What lines below contain the string "mouth"? List them all.

____ Source data

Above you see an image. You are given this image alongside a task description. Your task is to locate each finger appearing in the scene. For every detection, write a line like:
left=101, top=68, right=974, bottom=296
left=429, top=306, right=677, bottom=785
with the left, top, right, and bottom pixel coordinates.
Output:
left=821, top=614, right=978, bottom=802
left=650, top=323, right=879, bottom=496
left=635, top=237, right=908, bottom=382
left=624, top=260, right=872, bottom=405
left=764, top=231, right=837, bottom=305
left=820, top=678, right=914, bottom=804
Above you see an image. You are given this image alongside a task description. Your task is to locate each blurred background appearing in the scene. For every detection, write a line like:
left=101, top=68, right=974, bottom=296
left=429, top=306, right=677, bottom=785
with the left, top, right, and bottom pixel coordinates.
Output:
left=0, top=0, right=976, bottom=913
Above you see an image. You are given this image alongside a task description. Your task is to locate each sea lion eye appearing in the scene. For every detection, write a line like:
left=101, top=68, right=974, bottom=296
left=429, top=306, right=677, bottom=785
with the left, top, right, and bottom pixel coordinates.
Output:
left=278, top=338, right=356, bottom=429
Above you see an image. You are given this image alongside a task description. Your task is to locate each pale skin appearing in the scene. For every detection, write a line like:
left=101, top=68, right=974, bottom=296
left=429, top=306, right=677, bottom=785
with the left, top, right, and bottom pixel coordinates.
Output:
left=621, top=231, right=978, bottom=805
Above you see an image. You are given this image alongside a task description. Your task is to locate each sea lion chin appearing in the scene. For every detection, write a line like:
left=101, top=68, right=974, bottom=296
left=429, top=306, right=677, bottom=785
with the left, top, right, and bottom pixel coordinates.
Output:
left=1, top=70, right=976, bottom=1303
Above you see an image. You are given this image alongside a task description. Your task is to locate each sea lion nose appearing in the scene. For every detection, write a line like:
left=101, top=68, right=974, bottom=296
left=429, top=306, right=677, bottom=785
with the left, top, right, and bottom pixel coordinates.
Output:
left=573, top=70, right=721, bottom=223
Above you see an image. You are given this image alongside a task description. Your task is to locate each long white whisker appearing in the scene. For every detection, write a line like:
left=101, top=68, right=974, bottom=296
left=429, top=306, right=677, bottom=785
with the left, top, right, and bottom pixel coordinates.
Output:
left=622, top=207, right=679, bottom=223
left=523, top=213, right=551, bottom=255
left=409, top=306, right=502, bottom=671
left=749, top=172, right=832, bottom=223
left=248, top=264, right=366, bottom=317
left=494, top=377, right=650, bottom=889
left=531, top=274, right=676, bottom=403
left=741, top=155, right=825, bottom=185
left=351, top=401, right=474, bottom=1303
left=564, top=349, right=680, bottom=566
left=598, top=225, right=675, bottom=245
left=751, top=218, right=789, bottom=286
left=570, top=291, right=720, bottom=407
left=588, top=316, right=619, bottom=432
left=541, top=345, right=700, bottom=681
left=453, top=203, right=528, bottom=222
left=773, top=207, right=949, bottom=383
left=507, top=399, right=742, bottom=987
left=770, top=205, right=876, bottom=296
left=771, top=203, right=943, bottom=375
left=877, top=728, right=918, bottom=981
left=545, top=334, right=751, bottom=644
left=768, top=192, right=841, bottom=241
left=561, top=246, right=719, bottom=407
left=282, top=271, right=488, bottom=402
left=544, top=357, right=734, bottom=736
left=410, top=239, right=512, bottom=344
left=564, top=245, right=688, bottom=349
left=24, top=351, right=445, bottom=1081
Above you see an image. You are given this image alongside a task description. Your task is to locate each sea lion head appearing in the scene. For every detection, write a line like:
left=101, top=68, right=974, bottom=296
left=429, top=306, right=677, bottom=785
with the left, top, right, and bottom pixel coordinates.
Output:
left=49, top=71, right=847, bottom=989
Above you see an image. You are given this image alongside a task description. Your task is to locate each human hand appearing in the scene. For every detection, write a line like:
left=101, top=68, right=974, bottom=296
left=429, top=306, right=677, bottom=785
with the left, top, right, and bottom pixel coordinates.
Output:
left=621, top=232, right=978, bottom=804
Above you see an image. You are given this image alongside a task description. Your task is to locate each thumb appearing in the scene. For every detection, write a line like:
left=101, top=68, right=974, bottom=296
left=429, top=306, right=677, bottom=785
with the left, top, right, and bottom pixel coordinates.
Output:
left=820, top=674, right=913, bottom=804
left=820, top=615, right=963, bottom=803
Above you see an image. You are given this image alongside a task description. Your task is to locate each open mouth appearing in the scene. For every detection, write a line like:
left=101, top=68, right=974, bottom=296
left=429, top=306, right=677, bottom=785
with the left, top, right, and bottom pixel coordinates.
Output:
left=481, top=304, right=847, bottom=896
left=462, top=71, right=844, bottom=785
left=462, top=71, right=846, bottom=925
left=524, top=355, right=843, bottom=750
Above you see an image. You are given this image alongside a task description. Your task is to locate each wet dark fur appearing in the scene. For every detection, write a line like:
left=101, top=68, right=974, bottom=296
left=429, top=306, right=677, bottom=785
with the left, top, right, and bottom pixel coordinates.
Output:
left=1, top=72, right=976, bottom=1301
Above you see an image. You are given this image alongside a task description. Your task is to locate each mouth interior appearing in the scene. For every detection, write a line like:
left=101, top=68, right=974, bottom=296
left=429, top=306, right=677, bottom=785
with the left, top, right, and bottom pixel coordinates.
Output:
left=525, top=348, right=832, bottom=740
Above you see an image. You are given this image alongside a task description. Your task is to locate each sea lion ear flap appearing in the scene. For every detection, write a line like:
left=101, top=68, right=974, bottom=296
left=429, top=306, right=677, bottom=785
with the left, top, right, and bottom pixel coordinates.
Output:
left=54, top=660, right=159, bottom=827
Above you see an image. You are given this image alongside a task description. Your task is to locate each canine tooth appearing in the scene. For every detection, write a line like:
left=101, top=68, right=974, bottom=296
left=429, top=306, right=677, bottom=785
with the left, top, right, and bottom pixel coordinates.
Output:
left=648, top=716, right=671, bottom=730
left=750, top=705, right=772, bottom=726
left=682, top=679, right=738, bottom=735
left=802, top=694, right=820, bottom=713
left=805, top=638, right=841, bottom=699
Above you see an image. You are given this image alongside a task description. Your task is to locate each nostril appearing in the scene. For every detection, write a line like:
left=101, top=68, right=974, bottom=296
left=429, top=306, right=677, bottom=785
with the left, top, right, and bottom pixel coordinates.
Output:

________

» Exercise answer
Above you see an image. You are given this image alongside a task description. Your task is to locate each open mouth appearing in the scene. For every detection, write a line like:
Above you see an image. You are given this image alongside a task description. Your task is to locate each mouth interior appearing in the scene. For every detection, write a line like:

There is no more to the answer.